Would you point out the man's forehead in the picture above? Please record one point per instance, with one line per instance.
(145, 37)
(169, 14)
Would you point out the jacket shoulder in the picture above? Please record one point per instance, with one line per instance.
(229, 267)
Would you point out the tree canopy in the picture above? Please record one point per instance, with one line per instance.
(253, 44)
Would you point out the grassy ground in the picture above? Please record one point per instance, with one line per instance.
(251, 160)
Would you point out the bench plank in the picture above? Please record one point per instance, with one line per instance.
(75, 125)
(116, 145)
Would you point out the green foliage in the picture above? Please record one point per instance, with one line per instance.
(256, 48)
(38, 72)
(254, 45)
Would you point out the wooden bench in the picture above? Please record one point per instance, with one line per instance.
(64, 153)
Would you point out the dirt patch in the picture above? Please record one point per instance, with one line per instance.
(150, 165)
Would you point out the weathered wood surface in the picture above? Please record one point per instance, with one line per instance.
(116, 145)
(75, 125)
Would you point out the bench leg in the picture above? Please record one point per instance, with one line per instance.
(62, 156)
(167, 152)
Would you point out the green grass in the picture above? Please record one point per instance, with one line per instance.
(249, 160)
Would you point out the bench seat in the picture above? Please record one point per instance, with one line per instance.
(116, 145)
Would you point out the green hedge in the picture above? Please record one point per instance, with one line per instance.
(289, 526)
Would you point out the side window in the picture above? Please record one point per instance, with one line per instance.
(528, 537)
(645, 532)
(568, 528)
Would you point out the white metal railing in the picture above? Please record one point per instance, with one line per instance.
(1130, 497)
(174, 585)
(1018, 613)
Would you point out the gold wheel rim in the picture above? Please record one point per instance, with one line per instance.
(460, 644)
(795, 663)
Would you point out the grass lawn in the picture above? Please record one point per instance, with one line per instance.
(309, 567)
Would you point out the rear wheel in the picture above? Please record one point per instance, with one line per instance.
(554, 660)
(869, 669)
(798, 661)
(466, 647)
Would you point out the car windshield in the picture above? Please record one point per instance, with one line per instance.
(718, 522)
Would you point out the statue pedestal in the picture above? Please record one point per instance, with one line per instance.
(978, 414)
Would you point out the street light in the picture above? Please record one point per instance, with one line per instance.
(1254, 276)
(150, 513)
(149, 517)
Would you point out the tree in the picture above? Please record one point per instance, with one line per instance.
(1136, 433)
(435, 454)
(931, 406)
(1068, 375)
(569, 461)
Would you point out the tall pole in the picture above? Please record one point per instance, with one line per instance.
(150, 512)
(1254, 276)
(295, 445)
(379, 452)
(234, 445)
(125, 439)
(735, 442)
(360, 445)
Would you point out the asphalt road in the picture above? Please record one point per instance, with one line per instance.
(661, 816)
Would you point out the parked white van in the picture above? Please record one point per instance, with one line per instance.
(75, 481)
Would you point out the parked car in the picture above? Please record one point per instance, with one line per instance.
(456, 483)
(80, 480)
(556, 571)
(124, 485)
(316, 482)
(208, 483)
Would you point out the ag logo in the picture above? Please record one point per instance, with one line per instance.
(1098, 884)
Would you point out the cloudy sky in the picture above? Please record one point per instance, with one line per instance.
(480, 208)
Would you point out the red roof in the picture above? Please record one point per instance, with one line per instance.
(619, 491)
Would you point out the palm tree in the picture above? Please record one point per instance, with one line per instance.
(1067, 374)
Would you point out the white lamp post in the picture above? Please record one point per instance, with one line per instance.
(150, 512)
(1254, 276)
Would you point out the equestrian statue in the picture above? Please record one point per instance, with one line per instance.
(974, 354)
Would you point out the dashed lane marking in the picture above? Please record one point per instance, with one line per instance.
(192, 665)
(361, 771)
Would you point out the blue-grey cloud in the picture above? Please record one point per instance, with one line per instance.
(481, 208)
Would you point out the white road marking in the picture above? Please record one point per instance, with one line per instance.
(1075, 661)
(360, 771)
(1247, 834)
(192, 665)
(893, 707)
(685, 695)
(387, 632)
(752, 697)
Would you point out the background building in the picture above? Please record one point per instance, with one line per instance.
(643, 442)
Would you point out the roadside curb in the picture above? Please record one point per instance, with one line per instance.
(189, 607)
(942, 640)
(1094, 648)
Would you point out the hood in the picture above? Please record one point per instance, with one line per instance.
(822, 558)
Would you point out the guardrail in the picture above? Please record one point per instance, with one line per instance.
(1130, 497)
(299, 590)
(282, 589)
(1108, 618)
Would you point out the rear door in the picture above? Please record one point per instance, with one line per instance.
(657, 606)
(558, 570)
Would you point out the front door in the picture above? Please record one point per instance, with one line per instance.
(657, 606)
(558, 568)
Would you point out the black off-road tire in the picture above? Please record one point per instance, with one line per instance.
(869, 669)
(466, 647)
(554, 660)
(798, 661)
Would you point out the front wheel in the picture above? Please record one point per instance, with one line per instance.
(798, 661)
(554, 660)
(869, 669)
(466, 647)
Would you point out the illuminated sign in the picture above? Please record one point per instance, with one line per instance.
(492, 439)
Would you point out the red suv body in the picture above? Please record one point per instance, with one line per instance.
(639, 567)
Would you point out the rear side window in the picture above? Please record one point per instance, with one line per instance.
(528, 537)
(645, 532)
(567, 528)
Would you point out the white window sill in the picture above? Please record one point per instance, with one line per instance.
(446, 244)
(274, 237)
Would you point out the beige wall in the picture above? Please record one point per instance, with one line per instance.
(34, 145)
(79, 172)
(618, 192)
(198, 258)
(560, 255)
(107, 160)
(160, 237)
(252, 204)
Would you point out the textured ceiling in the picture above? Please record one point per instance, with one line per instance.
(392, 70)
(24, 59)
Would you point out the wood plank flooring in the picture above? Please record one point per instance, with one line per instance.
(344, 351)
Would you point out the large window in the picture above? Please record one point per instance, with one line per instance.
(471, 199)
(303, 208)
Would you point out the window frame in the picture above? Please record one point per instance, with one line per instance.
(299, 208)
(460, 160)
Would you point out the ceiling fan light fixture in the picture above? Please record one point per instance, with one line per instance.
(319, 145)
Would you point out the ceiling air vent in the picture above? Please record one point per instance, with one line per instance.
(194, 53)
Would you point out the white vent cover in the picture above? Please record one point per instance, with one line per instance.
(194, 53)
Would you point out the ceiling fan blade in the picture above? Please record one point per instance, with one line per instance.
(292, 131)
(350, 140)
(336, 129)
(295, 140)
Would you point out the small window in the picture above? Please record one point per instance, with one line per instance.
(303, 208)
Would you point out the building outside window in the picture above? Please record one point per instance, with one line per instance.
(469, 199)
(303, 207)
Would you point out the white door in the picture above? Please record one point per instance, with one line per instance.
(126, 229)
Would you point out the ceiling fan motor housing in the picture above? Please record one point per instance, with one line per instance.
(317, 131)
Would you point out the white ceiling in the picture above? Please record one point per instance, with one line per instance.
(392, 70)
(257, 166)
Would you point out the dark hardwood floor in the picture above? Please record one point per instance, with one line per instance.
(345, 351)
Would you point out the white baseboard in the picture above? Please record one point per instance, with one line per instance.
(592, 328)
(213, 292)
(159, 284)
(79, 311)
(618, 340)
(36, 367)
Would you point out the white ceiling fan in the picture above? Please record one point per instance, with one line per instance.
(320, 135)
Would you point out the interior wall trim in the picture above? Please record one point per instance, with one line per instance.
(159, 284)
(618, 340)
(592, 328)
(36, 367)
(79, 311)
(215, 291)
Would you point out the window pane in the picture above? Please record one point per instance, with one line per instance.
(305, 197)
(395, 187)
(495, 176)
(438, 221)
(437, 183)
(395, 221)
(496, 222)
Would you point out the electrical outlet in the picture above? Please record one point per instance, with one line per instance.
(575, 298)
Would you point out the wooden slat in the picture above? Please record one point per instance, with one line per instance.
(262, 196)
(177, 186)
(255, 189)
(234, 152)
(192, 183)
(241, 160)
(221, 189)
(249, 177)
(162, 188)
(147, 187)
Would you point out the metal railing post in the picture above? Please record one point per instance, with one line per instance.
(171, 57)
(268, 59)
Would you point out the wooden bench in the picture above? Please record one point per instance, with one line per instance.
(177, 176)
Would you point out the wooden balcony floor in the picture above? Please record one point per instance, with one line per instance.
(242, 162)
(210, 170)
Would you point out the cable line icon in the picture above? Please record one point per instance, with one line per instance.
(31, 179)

____________

Rewrite the lines from the one with "Would you point out the dashed" up to and including the one with "(1094, 648)", requests and all, with every point coordinate in the answers scaled by 0.85 and rounded to the nearest whole number, halves rounding up. Give only those lines and none of the other rows.

Would you point out the dashed lane marking in the picture above? Please record one point per instance, with one line per instance.
(163, 565)
(307, 655)
Would you point out the blue-grey cloud in the picture above? Please record one point per instance, with one line per instance.
(409, 177)
Would you point out the white road marking in the picture above? Please record one point per instance, with one line per instance.
(914, 562)
(306, 655)
(1060, 709)
(163, 565)
(759, 601)
(582, 591)
(329, 537)
(639, 592)
Would you point out the background building in the picture above? Please record one point per instance, with one line per instance.
(547, 376)
Would you point out the roadside curb in the picture above? Please record one point per instance, with one line per instance.
(161, 516)
(801, 544)
(930, 551)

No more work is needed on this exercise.